# Visual Basic 2005 Express Edition



## andreas2000 (4. April 2006)

Hallo,

ich bin totaler VB Neuling und würde gerne einen funktionierenden Code in Visual Basic 2005 Express Edition einbinden. Muss ich z.B. im Code verwendete Forms etc. selber erstellen oder reicht auch alleine der vorhandene Code aus?
Wenn ja, wie kann ich den Code zum laufen bringen (so in der Art Copy and Paste wie bei java in Eclipse).

Danke.


----------



## codeman (4. April 2006)

Hallo,

Wie meinst du das mit funktionierenden Code? Wenn du vollständigen VB.Net Code hast kannst du den einfach reinkopieren. Die Controls sind, bei Visual Studio 2003 zumindest, und ich glaub bei 2005 auch, anders wie bei VB6, im Code "integriert", dass heist man kann/könnte auch ohne Form-Designer programmieren. Für VB6 Code gibt es Konverter.
Forms? Normalerweise steht bei Tutorials oder so welche Forms man braucht, ansonnsten gibt es üblicherweise Projektmappen (Ordner) in denen die Dateien sind.

codeman


----------

+++

**Aufgaben:**
1. Beantworte zum Thread über Visual Basic 2005 Express Edition diese Fragen:
(a) Mit welcher Umgebung vergleicht andreas2000 das gewünschte Copy and Paste?
(b) Was gibt es laut codeman für VB6-Code?
(c) Wo befinden sich laut codeman üblicherweise die Dateien, wenn nicht angegeben ist, welche Forms man braucht?
2. Gib bitte den Abschnitt des Threads über Visual Basic 2005 Express Edition wortgetreu zurück, beginnend bei „# Visual Basic“ und endend bei „vorhandene Code aus?“.
Das Material steht in keinem Zusammenhang mit dem Thread.

**Vorgegebene Einträge:**
+++

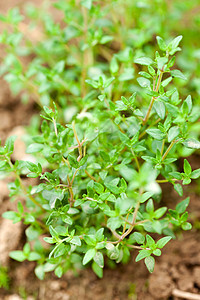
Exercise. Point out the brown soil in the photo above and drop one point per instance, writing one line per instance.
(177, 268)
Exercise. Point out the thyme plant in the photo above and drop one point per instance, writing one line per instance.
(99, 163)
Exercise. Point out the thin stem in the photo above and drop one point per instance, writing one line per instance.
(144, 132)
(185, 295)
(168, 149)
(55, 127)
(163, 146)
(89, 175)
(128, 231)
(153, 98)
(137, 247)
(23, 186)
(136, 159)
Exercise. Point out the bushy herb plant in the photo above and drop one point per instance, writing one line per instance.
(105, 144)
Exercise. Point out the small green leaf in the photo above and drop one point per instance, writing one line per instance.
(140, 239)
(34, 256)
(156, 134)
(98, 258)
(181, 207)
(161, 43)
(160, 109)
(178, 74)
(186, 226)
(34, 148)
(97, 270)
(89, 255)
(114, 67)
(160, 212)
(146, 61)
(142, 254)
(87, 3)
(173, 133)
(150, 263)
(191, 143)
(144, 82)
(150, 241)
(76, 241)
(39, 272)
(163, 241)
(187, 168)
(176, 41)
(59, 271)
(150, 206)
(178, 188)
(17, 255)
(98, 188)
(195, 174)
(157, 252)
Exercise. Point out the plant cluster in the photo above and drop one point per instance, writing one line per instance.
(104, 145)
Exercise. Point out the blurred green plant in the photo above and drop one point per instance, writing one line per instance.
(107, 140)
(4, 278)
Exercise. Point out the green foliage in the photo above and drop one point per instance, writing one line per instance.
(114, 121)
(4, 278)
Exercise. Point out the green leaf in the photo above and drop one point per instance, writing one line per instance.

+++

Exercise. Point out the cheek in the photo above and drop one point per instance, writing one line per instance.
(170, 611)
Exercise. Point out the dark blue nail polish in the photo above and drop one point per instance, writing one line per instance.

+++

**Vollständige Lösungen:**
1.
(a) Mit Eclipse, wie bei Java.
(b) Konverter.
(c) In Projektmappen (Ordnern).

2.
# Visual Basic 2005 Express Edition



## andreas2000 (4. April 2006)

Hallo,

ich bin totaler VB Neuling und würde gerne einen funktionierenden Code in Visual Basic 2005 Express Edition einbinden. Muss ich z.B. im Code verwendete Forms etc. selber erstellen oder reicht auch alleine der vorhandene Code aus?